- **What needs to be done**:
Please give the data below again with "bounding boxes" changed to "box coordinates", and leave everything else as it is.

- **Supplied material**:
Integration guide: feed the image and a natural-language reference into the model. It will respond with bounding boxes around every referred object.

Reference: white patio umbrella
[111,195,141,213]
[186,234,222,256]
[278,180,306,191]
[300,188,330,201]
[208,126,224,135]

- **Exercise solution**:
Integration guide: feed the image and a natural-language reference into the model. It will respond with box coordinates around every referred object.

Reference: white patio umbrella
[111,195,141,213]
[186,234,222,256]
[278,180,306,191]
[300,188,330,201]
[208,126,224,135]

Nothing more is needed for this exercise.